Region pointing data:
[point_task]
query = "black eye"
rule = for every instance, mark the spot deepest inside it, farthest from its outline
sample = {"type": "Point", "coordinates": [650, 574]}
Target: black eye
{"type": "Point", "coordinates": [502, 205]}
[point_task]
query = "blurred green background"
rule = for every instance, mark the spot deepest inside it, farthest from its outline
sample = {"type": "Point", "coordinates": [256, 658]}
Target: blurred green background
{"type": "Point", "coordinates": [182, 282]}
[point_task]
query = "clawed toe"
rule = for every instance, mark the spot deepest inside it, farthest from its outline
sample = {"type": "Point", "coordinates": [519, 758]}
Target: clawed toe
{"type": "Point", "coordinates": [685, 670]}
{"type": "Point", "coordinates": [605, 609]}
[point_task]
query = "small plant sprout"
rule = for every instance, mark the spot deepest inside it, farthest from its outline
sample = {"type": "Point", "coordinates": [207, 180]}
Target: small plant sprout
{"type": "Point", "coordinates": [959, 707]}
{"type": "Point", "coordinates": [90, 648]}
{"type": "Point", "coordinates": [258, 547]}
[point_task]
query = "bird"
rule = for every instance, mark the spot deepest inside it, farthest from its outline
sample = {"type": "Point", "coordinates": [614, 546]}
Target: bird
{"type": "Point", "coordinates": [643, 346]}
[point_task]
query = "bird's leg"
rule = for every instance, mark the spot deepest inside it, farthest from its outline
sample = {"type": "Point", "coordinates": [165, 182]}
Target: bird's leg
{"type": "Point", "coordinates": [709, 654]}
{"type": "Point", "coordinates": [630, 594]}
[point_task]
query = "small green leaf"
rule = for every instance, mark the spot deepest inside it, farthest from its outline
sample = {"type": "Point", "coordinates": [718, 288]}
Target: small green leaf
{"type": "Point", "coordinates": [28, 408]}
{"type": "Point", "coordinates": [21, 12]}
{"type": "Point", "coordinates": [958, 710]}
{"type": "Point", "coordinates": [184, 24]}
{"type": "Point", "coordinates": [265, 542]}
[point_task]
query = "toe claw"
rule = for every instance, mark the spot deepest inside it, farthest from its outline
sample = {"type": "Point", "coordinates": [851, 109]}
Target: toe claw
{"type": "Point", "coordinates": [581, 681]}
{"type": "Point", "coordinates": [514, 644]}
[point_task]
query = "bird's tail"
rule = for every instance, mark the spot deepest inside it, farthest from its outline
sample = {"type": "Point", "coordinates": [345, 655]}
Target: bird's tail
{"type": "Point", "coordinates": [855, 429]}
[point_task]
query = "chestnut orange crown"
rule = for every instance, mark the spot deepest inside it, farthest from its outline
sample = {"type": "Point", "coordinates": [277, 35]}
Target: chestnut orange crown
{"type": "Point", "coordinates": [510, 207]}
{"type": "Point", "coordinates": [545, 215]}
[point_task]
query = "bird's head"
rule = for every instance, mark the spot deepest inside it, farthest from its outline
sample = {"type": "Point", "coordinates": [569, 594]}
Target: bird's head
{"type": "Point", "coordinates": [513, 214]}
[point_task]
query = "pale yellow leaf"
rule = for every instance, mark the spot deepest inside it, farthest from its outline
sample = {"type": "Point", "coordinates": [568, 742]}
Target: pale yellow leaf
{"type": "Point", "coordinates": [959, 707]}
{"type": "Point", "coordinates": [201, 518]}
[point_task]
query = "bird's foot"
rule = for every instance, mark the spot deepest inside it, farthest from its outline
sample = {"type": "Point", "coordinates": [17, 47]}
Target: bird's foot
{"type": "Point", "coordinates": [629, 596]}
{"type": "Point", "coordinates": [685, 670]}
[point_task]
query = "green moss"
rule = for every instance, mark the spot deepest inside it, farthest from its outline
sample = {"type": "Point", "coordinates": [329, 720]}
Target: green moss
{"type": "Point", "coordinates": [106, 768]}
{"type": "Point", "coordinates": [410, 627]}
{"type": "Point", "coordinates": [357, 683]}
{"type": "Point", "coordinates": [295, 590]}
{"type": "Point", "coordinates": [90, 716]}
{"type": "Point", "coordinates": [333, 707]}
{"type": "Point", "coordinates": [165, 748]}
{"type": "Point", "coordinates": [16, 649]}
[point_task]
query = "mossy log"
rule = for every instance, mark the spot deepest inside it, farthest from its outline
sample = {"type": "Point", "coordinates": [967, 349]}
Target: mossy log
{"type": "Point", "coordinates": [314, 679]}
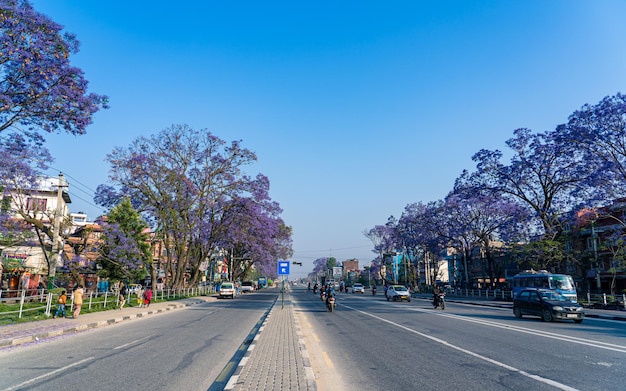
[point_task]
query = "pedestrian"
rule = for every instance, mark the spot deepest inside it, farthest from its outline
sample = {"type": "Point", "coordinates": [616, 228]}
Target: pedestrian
{"type": "Point", "coordinates": [41, 288]}
{"type": "Point", "coordinates": [147, 297]}
{"type": "Point", "coordinates": [122, 295]}
{"type": "Point", "coordinates": [61, 305]}
{"type": "Point", "coordinates": [78, 300]}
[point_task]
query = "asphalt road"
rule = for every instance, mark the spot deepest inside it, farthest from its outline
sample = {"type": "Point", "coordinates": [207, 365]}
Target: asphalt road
{"type": "Point", "coordinates": [180, 350]}
{"type": "Point", "coordinates": [367, 344]}
{"type": "Point", "coordinates": [372, 344]}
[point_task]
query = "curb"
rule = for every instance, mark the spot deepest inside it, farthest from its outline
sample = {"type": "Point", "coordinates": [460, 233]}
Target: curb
{"type": "Point", "coordinates": [36, 336]}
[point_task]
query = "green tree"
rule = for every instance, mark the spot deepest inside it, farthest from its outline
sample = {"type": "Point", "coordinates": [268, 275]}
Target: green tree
{"type": "Point", "coordinates": [125, 251]}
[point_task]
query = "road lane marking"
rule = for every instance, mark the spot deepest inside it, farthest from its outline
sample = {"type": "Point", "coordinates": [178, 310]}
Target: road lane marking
{"type": "Point", "coordinates": [520, 329]}
{"type": "Point", "coordinates": [45, 375]}
{"type": "Point", "coordinates": [538, 378]}
{"type": "Point", "coordinates": [329, 362]}
{"type": "Point", "coordinates": [132, 342]}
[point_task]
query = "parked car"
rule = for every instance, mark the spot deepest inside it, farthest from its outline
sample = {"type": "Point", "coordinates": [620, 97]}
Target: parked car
{"type": "Point", "coordinates": [547, 304]}
{"type": "Point", "coordinates": [247, 286]}
{"type": "Point", "coordinates": [398, 292]}
{"type": "Point", "coordinates": [228, 289]}
{"type": "Point", "coordinates": [358, 288]}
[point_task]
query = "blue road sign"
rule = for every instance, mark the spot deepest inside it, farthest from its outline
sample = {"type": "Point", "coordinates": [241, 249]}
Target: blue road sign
{"type": "Point", "coordinates": [283, 268]}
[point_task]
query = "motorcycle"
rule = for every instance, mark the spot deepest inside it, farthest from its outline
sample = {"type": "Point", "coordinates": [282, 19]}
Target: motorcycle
{"type": "Point", "coordinates": [440, 301]}
{"type": "Point", "coordinates": [330, 303]}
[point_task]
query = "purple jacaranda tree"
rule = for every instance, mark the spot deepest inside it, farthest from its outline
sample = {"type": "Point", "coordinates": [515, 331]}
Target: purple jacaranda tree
{"type": "Point", "coordinates": [543, 175]}
{"type": "Point", "coordinates": [487, 221]}
{"type": "Point", "coordinates": [599, 131]}
{"type": "Point", "coordinates": [39, 88]}
{"type": "Point", "coordinates": [255, 233]}
{"type": "Point", "coordinates": [185, 181]}
{"type": "Point", "coordinates": [382, 236]}
{"type": "Point", "coordinates": [421, 230]}
{"type": "Point", "coordinates": [322, 266]}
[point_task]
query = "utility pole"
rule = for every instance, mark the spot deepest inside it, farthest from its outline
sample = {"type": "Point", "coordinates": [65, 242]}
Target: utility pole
{"type": "Point", "coordinates": [56, 234]}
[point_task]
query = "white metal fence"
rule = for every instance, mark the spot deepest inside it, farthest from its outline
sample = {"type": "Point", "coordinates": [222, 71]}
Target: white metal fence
{"type": "Point", "coordinates": [19, 299]}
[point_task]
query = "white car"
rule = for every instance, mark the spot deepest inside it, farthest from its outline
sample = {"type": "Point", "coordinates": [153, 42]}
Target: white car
{"type": "Point", "coordinates": [227, 289]}
{"type": "Point", "coordinates": [398, 293]}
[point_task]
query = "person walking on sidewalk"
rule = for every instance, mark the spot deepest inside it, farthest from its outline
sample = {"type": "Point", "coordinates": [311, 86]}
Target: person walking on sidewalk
{"type": "Point", "coordinates": [122, 295]}
{"type": "Point", "coordinates": [78, 300]}
{"type": "Point", "coordinates": [61, 305]}
{"type": "Point", "coordinates": [140, 297]}
{"type": "Point", "coordinates": [147, 297]}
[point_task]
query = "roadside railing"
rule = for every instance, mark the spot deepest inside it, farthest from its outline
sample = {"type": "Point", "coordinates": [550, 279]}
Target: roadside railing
{"type": "Point", "coordinates": [18, 303]}
{"type": "Point", "coordinates": [604, 301]}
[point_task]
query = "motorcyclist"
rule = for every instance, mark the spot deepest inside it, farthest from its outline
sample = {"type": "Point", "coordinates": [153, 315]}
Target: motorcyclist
{"type": "Point", "coordinates": [330, 292]}
{"type": "Point", "coordinates": [436, 291]}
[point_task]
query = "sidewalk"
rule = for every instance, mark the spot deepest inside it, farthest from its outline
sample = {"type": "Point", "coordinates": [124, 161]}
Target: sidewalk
{"type": "Point", "coordinates": [276, 359]}
{"type": "Point", "coordinates": [21, 333]}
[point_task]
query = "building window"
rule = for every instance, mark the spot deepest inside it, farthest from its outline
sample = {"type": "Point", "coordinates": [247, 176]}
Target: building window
{"type": "Point", "coordinates": [36, 204]}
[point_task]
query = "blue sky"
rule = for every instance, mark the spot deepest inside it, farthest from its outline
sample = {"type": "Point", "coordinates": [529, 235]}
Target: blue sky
{"type": "Point", "coordinates": [355, 108]}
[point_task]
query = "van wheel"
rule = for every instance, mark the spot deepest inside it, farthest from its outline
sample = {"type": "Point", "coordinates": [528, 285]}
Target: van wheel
{"type": "Point", "coordinates": [547, 316]}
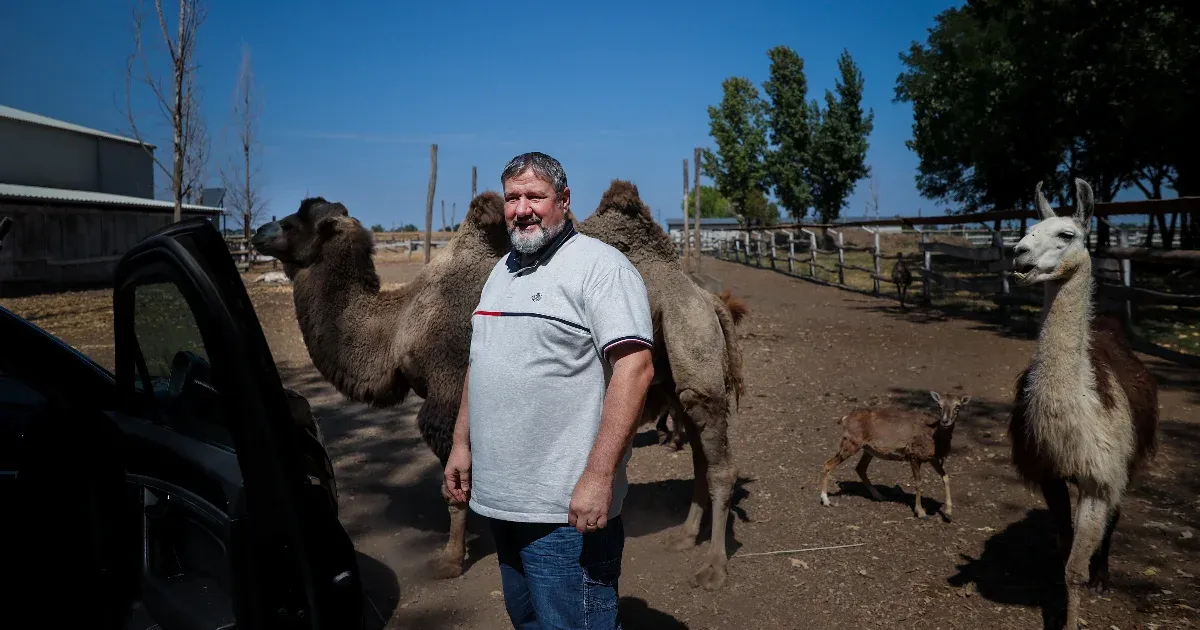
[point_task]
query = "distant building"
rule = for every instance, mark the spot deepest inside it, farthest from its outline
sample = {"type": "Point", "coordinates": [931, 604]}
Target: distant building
{"type": "Point", "coordinates": [79, 198]}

**WHAT THE TASK REQUIRES**
Only the lines from the line holding "Target: blue sky" through the last line above belong in the answer, repeated exactly; the pictures do not.

**ANSWER TO THIS TASK**
Target: blue sky
{"type": "Point", "coordinates": [355, 108]}
[point_task]
query = "van wheel"
rule = for every instance, mark the spot deepest inside it, farthest from its outline
sample = {"type": "Point", "coordinates": [528, 285]}
Target: van wheel
{"type": "Point", "coordinates": [547, 316]}
[point_task]
query = "distant building"
rule = for every instance, mark the spot deepest inside it, farthest from its outline
sample = {"type": "Point", "coordinates": [931, 604]}
Target: distant building
{"type": "Point", "coordinates": [79, 198]}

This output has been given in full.